### What the task asks
Return only the line that contains "of the path" and each line after it, through the last line of the data below, copied exactly.

# Start of Extracted entries

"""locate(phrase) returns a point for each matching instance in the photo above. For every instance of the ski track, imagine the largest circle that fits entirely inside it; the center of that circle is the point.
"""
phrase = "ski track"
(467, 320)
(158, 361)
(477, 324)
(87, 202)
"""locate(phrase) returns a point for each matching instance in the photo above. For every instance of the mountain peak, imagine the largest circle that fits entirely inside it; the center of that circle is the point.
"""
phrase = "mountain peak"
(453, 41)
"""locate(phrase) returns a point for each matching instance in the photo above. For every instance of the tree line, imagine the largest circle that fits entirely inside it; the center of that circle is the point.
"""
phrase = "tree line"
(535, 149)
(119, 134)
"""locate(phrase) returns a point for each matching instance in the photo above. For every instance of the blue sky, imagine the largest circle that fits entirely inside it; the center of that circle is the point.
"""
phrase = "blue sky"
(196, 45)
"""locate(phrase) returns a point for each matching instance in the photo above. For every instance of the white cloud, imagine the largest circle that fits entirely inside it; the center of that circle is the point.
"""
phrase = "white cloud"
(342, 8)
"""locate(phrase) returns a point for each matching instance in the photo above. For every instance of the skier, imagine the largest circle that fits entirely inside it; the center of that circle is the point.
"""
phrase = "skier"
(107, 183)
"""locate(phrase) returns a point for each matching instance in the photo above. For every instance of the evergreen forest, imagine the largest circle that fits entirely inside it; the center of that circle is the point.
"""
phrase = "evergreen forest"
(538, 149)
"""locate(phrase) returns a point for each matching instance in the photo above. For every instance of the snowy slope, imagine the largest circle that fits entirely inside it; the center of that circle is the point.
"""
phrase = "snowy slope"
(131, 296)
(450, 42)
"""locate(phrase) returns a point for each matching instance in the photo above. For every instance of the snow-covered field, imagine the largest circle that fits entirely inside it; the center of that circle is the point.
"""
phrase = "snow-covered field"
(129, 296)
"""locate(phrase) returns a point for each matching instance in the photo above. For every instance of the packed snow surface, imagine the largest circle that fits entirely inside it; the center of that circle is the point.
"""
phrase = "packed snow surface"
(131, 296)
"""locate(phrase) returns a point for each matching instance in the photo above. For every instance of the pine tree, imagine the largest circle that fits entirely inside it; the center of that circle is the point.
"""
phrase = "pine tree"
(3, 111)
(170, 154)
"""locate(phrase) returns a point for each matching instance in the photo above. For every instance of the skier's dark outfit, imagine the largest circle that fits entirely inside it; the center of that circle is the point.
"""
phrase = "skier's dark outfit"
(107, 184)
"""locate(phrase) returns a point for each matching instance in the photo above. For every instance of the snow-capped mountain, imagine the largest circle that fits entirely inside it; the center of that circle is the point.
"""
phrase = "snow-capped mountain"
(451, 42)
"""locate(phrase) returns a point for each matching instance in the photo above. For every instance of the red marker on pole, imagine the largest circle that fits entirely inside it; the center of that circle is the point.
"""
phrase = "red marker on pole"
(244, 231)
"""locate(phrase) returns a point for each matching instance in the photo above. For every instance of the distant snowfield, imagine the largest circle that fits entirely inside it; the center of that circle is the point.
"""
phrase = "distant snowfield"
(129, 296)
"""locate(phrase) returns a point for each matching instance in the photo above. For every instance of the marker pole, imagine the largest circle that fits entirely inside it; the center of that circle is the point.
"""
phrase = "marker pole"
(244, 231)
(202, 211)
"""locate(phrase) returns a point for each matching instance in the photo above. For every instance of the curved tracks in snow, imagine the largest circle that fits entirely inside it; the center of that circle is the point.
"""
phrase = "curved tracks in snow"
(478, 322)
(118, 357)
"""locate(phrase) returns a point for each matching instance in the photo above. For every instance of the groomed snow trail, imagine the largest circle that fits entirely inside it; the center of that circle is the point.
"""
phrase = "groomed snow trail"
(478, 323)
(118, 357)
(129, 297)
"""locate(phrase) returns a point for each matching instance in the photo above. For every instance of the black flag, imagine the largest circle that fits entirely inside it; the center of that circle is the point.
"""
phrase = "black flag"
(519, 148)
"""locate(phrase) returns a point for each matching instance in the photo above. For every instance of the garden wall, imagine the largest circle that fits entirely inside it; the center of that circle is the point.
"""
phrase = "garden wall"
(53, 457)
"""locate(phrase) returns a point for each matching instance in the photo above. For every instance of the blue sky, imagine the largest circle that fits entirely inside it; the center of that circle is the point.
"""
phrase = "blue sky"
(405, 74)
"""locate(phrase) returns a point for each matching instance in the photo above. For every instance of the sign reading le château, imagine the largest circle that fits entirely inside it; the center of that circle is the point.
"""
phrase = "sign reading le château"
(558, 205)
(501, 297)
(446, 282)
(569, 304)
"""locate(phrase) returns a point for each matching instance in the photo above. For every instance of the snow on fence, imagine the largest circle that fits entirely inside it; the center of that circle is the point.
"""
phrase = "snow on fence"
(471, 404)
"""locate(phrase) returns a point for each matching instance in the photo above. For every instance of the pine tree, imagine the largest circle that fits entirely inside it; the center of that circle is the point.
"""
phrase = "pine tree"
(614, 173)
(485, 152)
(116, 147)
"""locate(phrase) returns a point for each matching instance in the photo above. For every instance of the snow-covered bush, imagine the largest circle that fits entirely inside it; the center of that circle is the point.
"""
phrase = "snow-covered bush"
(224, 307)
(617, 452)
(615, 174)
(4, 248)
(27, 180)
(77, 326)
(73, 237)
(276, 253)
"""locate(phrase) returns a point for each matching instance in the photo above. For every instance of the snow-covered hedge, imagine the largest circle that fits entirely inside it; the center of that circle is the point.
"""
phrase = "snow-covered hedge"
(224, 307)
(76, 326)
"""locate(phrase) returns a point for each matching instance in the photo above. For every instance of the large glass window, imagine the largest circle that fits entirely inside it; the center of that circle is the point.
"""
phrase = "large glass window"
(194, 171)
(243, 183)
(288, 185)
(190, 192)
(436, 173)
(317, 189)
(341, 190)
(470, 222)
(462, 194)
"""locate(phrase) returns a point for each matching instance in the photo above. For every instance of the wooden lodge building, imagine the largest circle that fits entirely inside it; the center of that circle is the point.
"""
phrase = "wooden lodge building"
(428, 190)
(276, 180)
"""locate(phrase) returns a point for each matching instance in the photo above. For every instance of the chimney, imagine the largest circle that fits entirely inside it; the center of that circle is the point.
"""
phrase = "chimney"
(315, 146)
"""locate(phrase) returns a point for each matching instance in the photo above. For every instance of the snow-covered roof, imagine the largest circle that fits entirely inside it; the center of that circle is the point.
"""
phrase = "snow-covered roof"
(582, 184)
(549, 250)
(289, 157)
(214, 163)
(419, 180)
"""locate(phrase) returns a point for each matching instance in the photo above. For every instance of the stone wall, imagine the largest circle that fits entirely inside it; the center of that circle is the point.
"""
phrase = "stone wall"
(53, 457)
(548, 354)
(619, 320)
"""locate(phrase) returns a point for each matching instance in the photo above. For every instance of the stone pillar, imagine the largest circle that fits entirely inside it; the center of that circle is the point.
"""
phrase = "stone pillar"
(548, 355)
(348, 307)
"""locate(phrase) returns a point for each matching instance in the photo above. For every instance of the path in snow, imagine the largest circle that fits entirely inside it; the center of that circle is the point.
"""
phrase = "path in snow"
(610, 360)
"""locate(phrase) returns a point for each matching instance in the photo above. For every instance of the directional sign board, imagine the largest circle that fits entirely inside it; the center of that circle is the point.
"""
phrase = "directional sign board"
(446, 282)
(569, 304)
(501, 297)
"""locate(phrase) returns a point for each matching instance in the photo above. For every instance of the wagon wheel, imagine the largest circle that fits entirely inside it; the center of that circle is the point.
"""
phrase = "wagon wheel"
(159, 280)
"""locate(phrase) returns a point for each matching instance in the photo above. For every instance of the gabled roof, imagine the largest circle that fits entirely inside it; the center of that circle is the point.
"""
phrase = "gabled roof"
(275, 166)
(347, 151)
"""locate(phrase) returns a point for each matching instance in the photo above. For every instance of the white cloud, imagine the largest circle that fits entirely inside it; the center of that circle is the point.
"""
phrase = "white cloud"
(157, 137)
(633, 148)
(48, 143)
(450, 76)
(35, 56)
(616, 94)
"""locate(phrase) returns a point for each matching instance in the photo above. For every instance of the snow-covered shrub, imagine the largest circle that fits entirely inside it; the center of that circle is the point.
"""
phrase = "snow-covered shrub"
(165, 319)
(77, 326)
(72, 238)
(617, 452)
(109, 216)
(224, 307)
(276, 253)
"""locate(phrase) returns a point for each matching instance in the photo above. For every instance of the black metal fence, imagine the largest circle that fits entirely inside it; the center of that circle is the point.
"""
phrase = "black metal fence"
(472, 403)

# End of Extracted entries

### Result for this task
"""locate(phrase) returns a point for each matching instance in the photo above. For every instance of the path in snow, imagine the largest circle that fits entirely inside it; the center of that circle is the point.
"""
phrase = "path in snow"
(610, 360)
"""locate(phrase) returns a point for each matching instance in the photo above. For every instance of the directional sign board, imagine the largest circle that fits entirely inside it; the center of that circle is the point.
"""
phrase = "directional sign board"
(446, 282)
(569, 304)
(501, 297)
"""locate(phrase) returns a point for each matching instance in the photo above. For every instance of the wagon wheel, imagine the largest circle that fits entirely inside it; the center of that circle is the point.
"""
phrase = "wagon wheel"
(159, 280)
"""locate(phrase) returns a point for each matching instance in the photo above. For every instance of the gabled roof, imagine the largest circle that fits entirely inside it; the center of that circle is the point.
"""
phrase = "gabled roof"
(275, 166)
(347, 151)
"""locate(phrase) returns a point for each matching instance in the photo above. For every instance of the white cloud, imagine the largest circle that fits entirely inside it; the center of that circle is the point.
"""
phrase = "white cloud"
(157, 137)
(633, 148)
(48, 143)
(450, 76)
(35, 56)
(616, 94)
"""locate(phrase) returns a point for each matching instance in the photo above. For every instance of the snow-covered shrub, imagine the largest circle that fits entirely inside it; the center of that circle is the point.
"""
phrase = "snow-covered shrub"
(165, 319)
(77, 326)
(72, 238)
(617, 452)
(109, 216)
(224, 307)
(276, 253)
"""locate(phrase) returns a point for each matching instance in the photo above. For every instance of the black metal fence, imagine the largest circle that fits entirely inside it; the center of that circle is the point.
"""
phrase = "black metal fence"
(472, 403)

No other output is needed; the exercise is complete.